Dataset entries
-------------------------

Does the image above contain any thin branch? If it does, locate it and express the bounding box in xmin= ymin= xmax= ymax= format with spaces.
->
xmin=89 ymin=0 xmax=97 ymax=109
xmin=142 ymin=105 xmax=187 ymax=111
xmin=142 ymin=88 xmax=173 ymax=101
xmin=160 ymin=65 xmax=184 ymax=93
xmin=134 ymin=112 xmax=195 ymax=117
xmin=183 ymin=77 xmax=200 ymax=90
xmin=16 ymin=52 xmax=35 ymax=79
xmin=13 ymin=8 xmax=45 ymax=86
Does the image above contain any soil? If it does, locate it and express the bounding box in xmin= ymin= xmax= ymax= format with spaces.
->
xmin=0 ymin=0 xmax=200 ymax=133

-------------------------

Copy out each line of the records character for character.

Does the image above contain any thin branch? If it does, locate it and express the bounding box in xmin= ymin= xmax= ymax= format with spaces.
->
xmin=89 ymin=0 xmax=97 ymax=109
xmin=142 ymin=105 xmax=187 ymax=111
xmin=142 ymin=88 xmax=173 ymax=101
xmin=160 ymin=65 xmax=184 ymax=93
xmin=134 ymin=112 xmax=195 ymax=117
xmin=183 ymin=77 xmax=200 ymax=90
xmin=16 ymin=52 xmax=35 ymax=79
xmin=13 ymin=8 xmax=45 ymax=86
Does the image above contain any soil? If it does, locate it and express the bounding box in xmin= ymin= xmax= ymax= format with spaces.
->
xmin=0 ymin=0 xmax=200 ymax=133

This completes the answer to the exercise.